● GOAL OF THE EXERCISE:
Reproduce the following records line for line, omitting the pictures.
+===+
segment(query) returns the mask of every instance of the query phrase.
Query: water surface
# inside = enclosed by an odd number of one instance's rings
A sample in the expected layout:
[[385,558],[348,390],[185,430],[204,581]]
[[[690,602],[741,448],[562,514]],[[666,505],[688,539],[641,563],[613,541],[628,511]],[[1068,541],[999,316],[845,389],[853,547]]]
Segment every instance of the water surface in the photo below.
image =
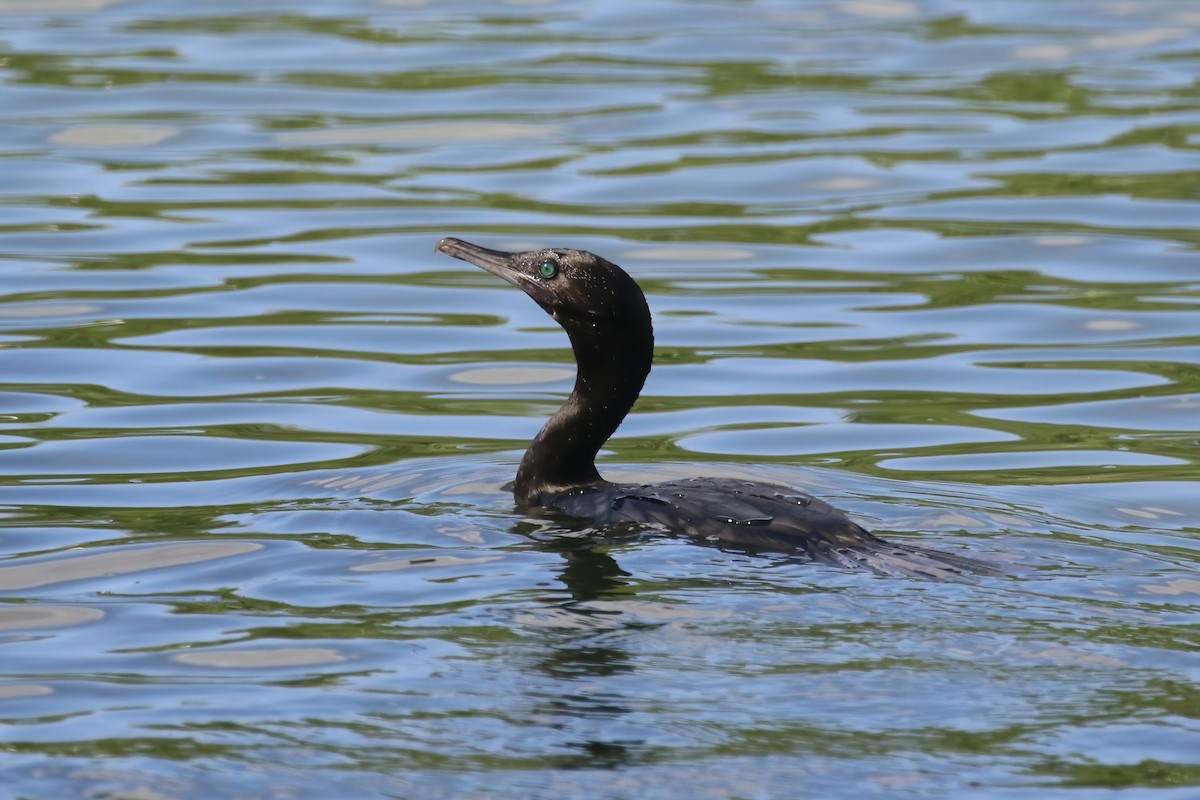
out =
[[[0,781],[23,798],[1200,793],[1200,10],[0,1]],[[618,479],[1004,565],[564,530],[562,331],[655,312]]]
+===+
● REPLY TO THE EXERCISE:
segment(query) returns the mask of every instance of the query phrase.
Query: water surface
# inside = enclosed by an odd number of one instance's rings
A sample in the expected layout:
[[385,558],[348,390],[185,430],[204,581]]
[[[690,602],[741,448],[562,514]],[[666,505],[688,539],[641,563],[613,541],[628,511]],[[1068,541],[999,316],[845,389],[853,547]]]
Segment every instance of the water surface in the photo below.
image =
out =
[[[0,781],[23,798],[1200,793],[1200,10],[0,1]],[[618,479],[1004,565],[564,530],[562,331],[655,312]]]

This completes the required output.